ENUNCIADO
Devolva, sem qualquer alteração, tudo o que vai da linha que contém "Find the spirit" até o fim do material abaixo, incluindo essa primeira linha e a última.

MATERIAL DE ORIGEM
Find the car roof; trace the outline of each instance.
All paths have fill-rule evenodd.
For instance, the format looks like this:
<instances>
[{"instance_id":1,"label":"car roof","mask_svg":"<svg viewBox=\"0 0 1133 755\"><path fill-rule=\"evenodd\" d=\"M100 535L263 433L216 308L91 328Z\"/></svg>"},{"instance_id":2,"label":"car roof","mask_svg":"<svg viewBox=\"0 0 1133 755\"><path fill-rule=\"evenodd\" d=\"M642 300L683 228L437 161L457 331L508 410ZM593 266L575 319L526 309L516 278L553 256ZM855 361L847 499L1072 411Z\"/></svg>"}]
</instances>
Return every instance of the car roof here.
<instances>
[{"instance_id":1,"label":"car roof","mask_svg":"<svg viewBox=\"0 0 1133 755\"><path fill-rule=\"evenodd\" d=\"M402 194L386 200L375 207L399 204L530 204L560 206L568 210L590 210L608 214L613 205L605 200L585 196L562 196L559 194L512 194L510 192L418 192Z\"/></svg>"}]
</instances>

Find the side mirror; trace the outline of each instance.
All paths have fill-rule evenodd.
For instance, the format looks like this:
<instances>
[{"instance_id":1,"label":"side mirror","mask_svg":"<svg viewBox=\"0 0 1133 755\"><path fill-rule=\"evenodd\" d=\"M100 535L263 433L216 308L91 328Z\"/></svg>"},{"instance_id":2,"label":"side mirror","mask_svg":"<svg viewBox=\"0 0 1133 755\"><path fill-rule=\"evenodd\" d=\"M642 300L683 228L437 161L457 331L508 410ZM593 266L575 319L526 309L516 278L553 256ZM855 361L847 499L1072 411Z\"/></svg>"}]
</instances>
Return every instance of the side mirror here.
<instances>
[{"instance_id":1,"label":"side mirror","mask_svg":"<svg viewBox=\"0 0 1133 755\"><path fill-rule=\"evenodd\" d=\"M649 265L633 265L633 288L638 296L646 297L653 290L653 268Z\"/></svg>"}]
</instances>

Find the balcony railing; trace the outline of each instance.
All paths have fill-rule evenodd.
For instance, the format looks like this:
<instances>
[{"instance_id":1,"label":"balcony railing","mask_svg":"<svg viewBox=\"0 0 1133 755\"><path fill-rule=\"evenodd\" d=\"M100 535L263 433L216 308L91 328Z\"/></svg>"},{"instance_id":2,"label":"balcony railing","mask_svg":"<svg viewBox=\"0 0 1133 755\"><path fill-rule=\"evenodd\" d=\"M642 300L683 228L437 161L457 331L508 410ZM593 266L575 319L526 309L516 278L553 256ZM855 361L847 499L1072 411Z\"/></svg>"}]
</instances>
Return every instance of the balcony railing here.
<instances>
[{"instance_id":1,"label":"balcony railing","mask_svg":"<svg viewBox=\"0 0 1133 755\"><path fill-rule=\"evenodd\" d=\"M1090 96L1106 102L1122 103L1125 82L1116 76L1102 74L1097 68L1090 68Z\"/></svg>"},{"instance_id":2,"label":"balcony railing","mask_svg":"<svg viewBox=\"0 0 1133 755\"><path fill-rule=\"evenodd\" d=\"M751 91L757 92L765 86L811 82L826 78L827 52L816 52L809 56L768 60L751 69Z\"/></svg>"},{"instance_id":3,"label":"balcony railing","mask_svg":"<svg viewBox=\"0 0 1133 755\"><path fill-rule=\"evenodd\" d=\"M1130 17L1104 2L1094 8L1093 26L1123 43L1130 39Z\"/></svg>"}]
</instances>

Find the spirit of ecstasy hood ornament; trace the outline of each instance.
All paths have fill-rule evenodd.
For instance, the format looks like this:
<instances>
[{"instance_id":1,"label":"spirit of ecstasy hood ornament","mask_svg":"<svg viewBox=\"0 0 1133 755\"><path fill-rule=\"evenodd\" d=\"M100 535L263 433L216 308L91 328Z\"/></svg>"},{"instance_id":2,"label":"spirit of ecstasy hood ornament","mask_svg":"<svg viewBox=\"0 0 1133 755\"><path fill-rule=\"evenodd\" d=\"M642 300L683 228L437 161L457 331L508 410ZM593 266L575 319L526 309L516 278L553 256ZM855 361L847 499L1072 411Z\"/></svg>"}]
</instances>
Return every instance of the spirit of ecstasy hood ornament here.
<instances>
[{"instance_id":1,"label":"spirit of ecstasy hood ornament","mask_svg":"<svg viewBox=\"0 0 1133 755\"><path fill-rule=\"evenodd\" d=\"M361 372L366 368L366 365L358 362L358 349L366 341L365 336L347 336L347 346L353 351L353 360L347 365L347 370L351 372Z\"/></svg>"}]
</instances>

RESPOSTA DO EXERCÍCIO
Find the spirit of ecstasy hood ornament; trace the outline of each instance.
All paths have fill-rule evenodd.
For instance, the format looks like this:
<instances>
[{"instance_id":1,"label":"spirit of ecstasy hood ornament","mask_svg":"<svg viewBox=\"0 0 1133 755\"><path fill-rule=\"evenodd\" d=\"M100 535L263 433L216 308L91 328Z\"/></svg>"},{"instance_id":2,"label":"spirit of ecstasy hood ornament","mask_svg":"<svg viewBox=\"0 0 1133 755\"><path fill-rule=\"evenodd\" d=\"M642 300L683 228L437 161L457 331L508 410ZM593 266L575 319L526 309L516 278L553 256ZM855 361L847 499L1072 411Z\"/></svg>"}]
</instances>
Return every instance of the spirit of ecstasy hood ornament here.
<instances>
[{"instance_id":1,"label":"spirit of ecstasy hood ornament","mask_svg":"<svg viewBox=\"0 0 1133 755\"><path fill-rule=\"evenodd\" d=\"M361 372L366 368L366 365L358 362L358 349L366 341L365 336L347 336L347 346L353 351L353 360L347 365L347 370L351 372Z\"/></svg>"}]
</instances>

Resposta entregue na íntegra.